## [EXERCISE GOAL]
Can you give every record below again, changing "innermost point" to "most central point" and keeping everything else the same?

::::

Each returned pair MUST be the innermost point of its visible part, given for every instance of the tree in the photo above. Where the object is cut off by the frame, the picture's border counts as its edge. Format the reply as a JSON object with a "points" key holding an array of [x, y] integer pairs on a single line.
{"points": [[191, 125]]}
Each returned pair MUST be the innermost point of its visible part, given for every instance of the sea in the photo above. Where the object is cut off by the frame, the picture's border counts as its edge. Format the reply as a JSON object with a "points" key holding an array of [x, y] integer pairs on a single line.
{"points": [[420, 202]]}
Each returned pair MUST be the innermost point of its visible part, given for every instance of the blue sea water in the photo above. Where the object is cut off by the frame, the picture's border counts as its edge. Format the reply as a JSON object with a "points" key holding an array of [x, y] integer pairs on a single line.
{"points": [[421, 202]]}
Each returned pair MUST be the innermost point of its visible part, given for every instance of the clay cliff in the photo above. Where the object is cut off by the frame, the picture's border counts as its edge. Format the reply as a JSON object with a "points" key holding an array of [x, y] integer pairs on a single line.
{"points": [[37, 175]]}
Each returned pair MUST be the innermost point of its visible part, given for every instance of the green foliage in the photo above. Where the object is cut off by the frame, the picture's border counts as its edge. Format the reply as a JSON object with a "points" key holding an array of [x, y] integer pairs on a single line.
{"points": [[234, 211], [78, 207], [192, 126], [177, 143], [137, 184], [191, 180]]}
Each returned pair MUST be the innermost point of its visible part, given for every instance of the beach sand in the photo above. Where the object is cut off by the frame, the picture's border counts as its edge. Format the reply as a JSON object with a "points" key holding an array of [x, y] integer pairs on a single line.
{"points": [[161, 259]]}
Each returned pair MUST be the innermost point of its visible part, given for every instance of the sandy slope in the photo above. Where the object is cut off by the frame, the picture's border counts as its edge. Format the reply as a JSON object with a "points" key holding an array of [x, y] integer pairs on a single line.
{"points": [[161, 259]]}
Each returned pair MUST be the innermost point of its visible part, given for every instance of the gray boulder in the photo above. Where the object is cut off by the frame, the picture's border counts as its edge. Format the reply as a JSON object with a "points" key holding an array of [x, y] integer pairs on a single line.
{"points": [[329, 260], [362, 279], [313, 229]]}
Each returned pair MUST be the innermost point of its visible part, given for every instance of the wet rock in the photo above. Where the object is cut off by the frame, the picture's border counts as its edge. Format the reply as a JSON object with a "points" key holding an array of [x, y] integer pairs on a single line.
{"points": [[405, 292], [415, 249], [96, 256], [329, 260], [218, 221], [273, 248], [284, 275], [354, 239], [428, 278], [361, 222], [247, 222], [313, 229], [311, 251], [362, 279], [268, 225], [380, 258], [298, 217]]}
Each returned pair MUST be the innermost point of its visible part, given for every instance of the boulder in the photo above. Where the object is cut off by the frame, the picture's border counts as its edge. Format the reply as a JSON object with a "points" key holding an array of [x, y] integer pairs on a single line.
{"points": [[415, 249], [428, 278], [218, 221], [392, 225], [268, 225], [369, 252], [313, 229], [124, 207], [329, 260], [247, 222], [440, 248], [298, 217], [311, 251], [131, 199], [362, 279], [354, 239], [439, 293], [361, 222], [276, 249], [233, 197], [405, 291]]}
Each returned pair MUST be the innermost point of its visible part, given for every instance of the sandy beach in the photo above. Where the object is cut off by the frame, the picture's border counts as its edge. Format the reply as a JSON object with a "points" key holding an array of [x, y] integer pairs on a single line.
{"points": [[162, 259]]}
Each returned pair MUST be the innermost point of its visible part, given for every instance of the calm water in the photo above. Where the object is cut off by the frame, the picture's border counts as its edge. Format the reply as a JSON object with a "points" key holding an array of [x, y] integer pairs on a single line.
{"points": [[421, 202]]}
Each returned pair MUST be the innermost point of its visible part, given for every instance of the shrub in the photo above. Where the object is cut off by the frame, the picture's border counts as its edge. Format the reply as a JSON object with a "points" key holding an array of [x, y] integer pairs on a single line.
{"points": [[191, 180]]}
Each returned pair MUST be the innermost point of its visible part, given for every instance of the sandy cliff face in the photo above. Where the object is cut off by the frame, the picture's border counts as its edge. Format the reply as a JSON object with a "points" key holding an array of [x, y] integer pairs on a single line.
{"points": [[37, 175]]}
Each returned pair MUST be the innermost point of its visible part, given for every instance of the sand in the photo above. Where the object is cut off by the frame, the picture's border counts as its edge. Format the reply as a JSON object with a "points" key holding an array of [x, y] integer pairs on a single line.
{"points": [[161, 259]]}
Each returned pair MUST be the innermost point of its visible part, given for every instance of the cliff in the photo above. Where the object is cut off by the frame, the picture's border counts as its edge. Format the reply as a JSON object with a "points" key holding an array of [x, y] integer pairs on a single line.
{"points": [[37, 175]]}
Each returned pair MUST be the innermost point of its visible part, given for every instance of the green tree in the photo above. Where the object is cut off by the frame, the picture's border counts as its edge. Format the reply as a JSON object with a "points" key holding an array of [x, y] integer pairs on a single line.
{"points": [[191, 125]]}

::::

## [OUTPUT OF THE TASK]
Each returned pair MUST be the most central point of its visible part, given for every instance of the tree in the photo above. Where the object is cut off by the frame, the picture's border counts as its edge. Format the reply as a JSON object with a "points" key holding an array of [x, y] integer pairs on a single line.
{"points": [[191, 125]]}
Each returned pair MUST be the most central point of its visible part, given for every instance of the sea in the photo above. Where the object is cut off by the frame, the picture's border counts as its edge. Format the reply as a JSON object with a "points" key holding an array of [x, y] integer pairs on a single line.
{"points": [[420, 202]]}
Each returned pair MUST be the most central point of its visible part, given for every instance of the blue sea water in the photo above. Where the object is cut off by the frame, the picture's border counts as its edge. Format the reply as a JSON object with a "points" key holding an array of [x, y] integer pairs on a single line.
{"points": [[421, 202]]}
Each returned pair MUST be the most central point of its visible part, given for every instance of the clay cliff in the photo above. Where the object is cut off by the frame, the picture's border counts as its edge. Format the reply as a JSON object with a "points" key holding an array of [x, y] integer pairs on a single line.
{"points": [[37, 175]]}
Each returned pair MUST be the most central point of its visible part, given for every instance of the green foliage in the photo above. Where the object is cut off by the frame, the picture's border counts as its edge. Format the reply as a JSON object with a "points" key holding an array of [x, y] integer pairs on a single line.
{"points": [[234, 211], [78, 207], [192, 126], [177, 143], [137, 184], [191, 180]]}
Each returned pair MUST be the most central point of its visible part, given for every instance of the beach sand in the photo above. Where the object is cut off by the frame, the picture's border counts as its edge. Format the reply as a JSON object with a "points" key holding an array of [x, y] integer pairs on a single line.
{"points": [[161, 259]]}
Each returned pair MUST be the most central point of its visible part, given for every instance of the sandy slope in the photo above. Where the object is cut off by the frame, the picture's border counts as its edge. Format the reply as a JSON object with a "points" key holding an array of [x, y] integer pairs on a single line.
{"points": [[161, 259]]}
Each returned pair MUST be the most central point of its visible part, given for every instance of the gray boulder in the photo above. Where the object is cut off by the frame, the picture's border counts as its edge. Format the reply as a JSON object with a "points" key holding an array of [x, y] integer pairs on a single line.
{"points": [[329, 260], [362, 279], [313, 229]]}
Each returned pair MUST be the most central point of its visible part, given for every instance of the wet rock in the photo above. Where the object is cut off by the frame, the picture's border counts as its edge. Format the reply as a JSON object with a "points" key holding an array of [x, y] integer pairs on a single line.
{"points": [[405, 292], [415, 249], [96, 256], [329, 260], [218, 221], [273, 248], [284, 275], [354, 239], [428, 278], [361, 222], [247, 222], [313, 229], [311, 251], [362, 279], [268, 225], [380, 258], [298, 217]]}
Each returned pair MUST be the most central point of its visible part, given for every instance of the boulder in the photo above. Where the object is cut off by the frame, the picture's border counts as its edge. Format the reply as a JSON object with a "points" key holding an array of [x, y] integer pairs on a single line.
{"points": [[415, 249], [428, 278], [218, 221], [392, 225], [268, 225], [369, 252], [313, 229], [124, 207], [329, 260], [247, 222], [440, 248], [298, 217], [311, 251], [131, 199], [362, 279], [354, 239], [439, 293], [361, 222], [276, 249], [233, 197], [405, 291]]}
Each returned pair MUST be the most central point of its visible part, given for every instance of the sandy beach in the photo above. Where the object is cut off by the frame, the picture's border counts as its edge. Format the reply as a JSON object with a "points" key holding an array of [x, y] integer pairs on a single line.
{"points": [[162, 259]]}
Each returned pair MUST be the most central point of its visible part, given for every instance of the calm water in the photo above. Where the object is cut off by the frame, the picture's border counts as its edge. Format the reply as a JSON object with a "points" key holding an array of [x, y] integer pairs on a single line.
{"points": [[421, 202]]}
Each returned pair MUST be the most central point of its visible part, given for every instance of the shrub in the photo above. Where the object is cut off by the frame, the picture's border counts as its edge. Format the reply as a JSON object with a "points" key holding an array of [x, y] integer pairs on a single line.
{"points": [[191, 180]]}
Each returned pair MUST be the most central point of its visible part, given for every instance of the sandy cliff face in the photo above. Where the object is cut off by the frame, the picture's border counts as its edge. Format the reply as a JSON object with a "points" key holding an array of [x, y] integer pairs on a single line.
{"points": [[37, 175]]}
Each returned pair MUST be the most central point of its visible part, given for every instance of the sand in the photo above. Where the object is cut off by the frame, the picture's border counts as its edge. Format the reply as a JSON object with a "points" key holding an array of [x, y] integer pairs on a single line.
{"points": [[161, 259]]}
Each returned pair MUST be the most central point of its visible part, given for every instance of the cliff in the photo above. Where the object is cut off by the frame, the picture's border counts as its edge. Format the reply as a JSON object with a "points" key holding an array of [x, y] integer pairs on a single line.
{"points": [[37, 175]]}
Each returned pair MUST be the most central point of its visible part, given for every instance of the green tree in the photo above. Where the object is cut off by the frame, the picture's border counts as its edge. Format the reply as a JSON object with a "points" key holding an array of [x, y] integer pairs on a single line.
{"points": [[191, 125]]}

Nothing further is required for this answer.